--- Extract provided ---
One single carefree lie, told without an overt reason to do so, becomes the thread Bret claws at for months to hopefully unravel a tapestry of inhuman fabrications: Bret comes to believe Robert is the monster plowing through the city's young blood – if not the main villain of the piece, then an accomplice to the killings. Bret would rather be proven right – yes, Robert moved here to mangle every soul in his wake – than admit to one of his many lies by omission.
The reason Bret does remember that fateful movie screening lies within his singular anticipatory focus on the movie itself – down to the loving description of its theatrical trailer – the desire to see it burned right into his brain: but the reason Bret noticed and remembered Robert, is his physical appeal, leaving a mark in the closeted boy's active inner life.
Their first chance meeting might be artfully staged (you see, it's all about fear and desire), the novel blares that double siren until the very end, fear / desire || catch / release, a book-length version of the set pieces Brian DePalma had bestowed upon wide audiences in 1980 (Dressed to Kill) and would double down on soon enough (Body Double). Bret knows just why he remembers Robert Mallory; however, he's preoccupied with hiding his same-sex affairs – plural – because he can't be anything but straight in school: he can be somebody else once he's escaped to college, to adulthood, to the elsewhere.
And since Bret also has a reputation as a fabulist, not a straight-out liar yet but someone prone to exaggeration, a blatant embellisher of personal anecdotes who wilts in the face of accountability, someone in the habit of shielding himself from truthfulness by claiming he sees the world differently as a budding writer of fiction.
The boy himself, this “Bret,” is an amiable fifth wheel of a kid whose popularity is linked to his friendship with three students: Debbie, Susan, and Thom; blessed in wealth, looks, and disposition. A teenage insider, Bret's aware his social advantages are a mere matter of proximity to the people he harbors intricate, mostly private feelings for. Bret dates assertive bombshell Debbie; he admires Susan for her beauty and her late slide into detachment. He does not dare to imagine any kind of future with Thom, not even in the furtive manner he's accustomed to.

--- Parts of the exercise ---
a) Reproduce the part of the review excerpt starting with "One single carefree" and going on through "lies by omission.".
b) Answer these questions from the review excerpt:
(i) Which Brian DePalma film from 1980 does it name?
(ii) Whom does Bret date?
(iii) What does Bret claim in order to shield himself from truthfulness?
c) List every character from the novel who is named in the review excerpt.

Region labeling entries
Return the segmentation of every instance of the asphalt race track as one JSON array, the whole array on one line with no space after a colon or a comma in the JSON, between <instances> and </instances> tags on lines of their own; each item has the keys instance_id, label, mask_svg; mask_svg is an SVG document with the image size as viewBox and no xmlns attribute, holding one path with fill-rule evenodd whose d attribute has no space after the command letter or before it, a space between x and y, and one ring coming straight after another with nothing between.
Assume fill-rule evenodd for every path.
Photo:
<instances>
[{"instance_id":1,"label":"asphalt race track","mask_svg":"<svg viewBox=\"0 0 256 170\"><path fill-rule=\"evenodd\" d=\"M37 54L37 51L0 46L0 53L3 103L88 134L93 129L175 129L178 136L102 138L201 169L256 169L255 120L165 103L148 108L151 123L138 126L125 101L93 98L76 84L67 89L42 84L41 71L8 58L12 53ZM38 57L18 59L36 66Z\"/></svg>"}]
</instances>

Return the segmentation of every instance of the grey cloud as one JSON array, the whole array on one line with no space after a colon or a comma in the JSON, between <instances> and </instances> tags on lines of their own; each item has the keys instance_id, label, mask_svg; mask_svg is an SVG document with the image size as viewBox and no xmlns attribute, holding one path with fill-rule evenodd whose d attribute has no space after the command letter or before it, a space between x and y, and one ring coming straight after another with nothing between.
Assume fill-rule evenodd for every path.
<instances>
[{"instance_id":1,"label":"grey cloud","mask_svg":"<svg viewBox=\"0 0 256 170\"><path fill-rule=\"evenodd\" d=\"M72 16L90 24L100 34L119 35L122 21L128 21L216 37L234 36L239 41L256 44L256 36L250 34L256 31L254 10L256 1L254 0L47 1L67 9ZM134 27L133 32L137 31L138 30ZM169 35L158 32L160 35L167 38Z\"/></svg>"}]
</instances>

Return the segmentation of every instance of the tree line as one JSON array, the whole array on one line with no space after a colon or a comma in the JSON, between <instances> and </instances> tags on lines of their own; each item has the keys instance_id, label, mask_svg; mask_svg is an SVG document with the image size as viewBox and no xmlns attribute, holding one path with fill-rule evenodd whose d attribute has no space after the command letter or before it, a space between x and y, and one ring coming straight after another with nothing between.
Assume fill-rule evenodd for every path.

--- Expected outputs ---
a)
One single carefree lie, told without an overt reason to do so, becomes the thread Bret claws at for months to hopefully unravel a tapestry of inhuman fabrications: Bret comes to believe Robert is the monster plowing through the city's young blood – if not the main villain of the piece, then an accomplice to the killings. Bret would rather be proven right – yes, Robert moved here to mangle every soul in his wake – than admit to one of his many lies by omission.

b)
(i) Dressed to Kill
(ii) Debbie
(iii) He claims that he sees the world differently as a budding writer of fiction.

c)
Bret
Robert Mallory
Debbie
Susan
Thom